Stored data entries

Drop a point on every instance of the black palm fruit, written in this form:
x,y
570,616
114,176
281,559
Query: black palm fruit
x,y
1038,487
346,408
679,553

==

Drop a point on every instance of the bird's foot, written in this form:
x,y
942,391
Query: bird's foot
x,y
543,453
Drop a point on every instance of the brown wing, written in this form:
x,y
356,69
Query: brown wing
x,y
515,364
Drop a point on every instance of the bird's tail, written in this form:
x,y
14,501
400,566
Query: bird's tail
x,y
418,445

---

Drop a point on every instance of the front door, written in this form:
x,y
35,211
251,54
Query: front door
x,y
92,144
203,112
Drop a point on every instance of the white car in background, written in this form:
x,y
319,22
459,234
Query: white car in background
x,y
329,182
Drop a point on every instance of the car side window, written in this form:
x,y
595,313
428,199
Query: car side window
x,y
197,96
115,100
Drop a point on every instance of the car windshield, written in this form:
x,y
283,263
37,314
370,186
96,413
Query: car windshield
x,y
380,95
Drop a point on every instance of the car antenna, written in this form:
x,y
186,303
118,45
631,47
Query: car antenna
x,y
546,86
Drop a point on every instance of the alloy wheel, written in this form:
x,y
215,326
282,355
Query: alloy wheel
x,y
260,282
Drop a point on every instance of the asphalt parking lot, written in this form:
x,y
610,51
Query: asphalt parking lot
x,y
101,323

- _WHAT IS NEEDED_:
Check each line above for the word "written", and give only the number of lines that contain it.

- _SOLUTION TO THE PROBLEM_:
11